**PASSAGE:**
The cost of cutting-edge: Scaling compute and limiting access
In a year marked by extraordinary advancements in artificial intelligence, largely driven by the evolution of large language models (LLMs), one factor stands out as a universal accelerator: the exponential growth in computational power.
Over the last few years, researchers have continuously pushed the boundaries of what a ‘large’ language model means, increasing both the size of these models and the volume of data they were trained on. This exploration has revealed a consistent trend: as the models have grown, so have their capabilities.
Fast forward to today, and the landscape has radically transformed. Training state-of-the-art LLMs like ChatGPT has become an immensely costly endeavor. The bulk of this expense stems from the staggering amount of computational resources required. To train an LLM, researchers process enormous datasets using the latest, most advanced GPUs (graphics processing units). The cost of acquiring just one of these GPUs, such as the H100, can reach upwards of $30,000. Moreover, these units are power-hungry, contributing to significant electricity usage. It's reported that OpenAI invested over $100 million in the development of GPT-4, their latest model—an expenditure far beyond the reach of most organizations and research teams.
Peering through the fog: Transparency, reproducibility, and the evaluation dilemma
While there have been substantial efforts by researchers and organizations towards openness in the development of large language models, in addition to the compute challenges, three major hurdles have also hampered efforts to level the playing field:
- Limited Transparency: The specifics of model architecture, data sources, and tuning parameters are often closely guarded.

**Rows from a data source:**
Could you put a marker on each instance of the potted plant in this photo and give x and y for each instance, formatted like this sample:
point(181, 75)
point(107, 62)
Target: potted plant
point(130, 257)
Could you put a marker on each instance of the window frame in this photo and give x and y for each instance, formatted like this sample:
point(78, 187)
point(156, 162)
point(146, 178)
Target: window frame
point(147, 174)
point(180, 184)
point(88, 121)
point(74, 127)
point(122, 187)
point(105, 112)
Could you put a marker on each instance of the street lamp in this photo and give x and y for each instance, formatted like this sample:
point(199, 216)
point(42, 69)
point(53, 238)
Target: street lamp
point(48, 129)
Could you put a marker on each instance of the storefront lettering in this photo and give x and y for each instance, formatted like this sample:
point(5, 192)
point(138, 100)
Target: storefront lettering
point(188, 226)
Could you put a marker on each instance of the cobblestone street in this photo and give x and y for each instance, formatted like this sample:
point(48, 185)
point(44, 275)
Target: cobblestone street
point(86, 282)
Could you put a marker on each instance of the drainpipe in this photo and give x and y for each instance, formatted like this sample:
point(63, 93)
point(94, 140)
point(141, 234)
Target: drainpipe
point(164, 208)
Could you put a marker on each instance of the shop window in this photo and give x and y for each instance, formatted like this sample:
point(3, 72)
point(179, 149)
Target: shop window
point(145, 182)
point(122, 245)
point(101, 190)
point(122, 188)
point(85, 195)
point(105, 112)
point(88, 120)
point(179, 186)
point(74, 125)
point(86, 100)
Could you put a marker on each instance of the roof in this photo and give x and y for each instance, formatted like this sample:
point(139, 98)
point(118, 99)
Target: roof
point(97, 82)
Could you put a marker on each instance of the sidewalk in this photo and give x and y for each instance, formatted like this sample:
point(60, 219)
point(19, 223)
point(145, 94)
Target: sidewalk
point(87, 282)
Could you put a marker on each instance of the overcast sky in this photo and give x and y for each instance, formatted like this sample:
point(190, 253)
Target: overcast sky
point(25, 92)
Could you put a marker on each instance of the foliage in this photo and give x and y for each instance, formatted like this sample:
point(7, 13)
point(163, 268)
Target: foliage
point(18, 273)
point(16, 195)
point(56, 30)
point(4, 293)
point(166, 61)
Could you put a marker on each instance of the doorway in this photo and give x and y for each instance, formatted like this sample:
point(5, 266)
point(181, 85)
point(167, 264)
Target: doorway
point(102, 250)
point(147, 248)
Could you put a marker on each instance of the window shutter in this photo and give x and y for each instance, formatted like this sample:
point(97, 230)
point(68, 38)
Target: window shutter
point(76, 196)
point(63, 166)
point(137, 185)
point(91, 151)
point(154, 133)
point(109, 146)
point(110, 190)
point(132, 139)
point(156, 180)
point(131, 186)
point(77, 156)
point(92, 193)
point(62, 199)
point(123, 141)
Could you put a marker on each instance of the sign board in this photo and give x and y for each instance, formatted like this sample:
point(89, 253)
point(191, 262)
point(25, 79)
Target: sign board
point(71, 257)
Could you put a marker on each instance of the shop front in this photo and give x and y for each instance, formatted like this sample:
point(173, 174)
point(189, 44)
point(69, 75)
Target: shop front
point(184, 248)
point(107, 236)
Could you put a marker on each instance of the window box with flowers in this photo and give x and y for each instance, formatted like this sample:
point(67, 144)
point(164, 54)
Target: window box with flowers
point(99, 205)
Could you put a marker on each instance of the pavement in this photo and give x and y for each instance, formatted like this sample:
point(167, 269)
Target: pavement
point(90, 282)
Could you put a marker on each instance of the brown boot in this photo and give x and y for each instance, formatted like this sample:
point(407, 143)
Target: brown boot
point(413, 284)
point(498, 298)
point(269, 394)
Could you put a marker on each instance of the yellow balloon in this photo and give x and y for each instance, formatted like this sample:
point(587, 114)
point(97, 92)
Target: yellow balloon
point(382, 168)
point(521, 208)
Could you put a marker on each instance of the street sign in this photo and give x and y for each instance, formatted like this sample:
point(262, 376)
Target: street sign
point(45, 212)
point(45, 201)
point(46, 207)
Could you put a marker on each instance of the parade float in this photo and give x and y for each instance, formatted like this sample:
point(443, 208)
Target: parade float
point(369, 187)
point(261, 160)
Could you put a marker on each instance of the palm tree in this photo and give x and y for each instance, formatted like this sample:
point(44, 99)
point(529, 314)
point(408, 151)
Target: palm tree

**ACTIVITY:**
According to the passage on the cost of training large language models, how much can a single H100 GPU cost? These rows have no connection to the passage.

**RESULT FOR THIS EXERCISE:**
Upwards of $30,000.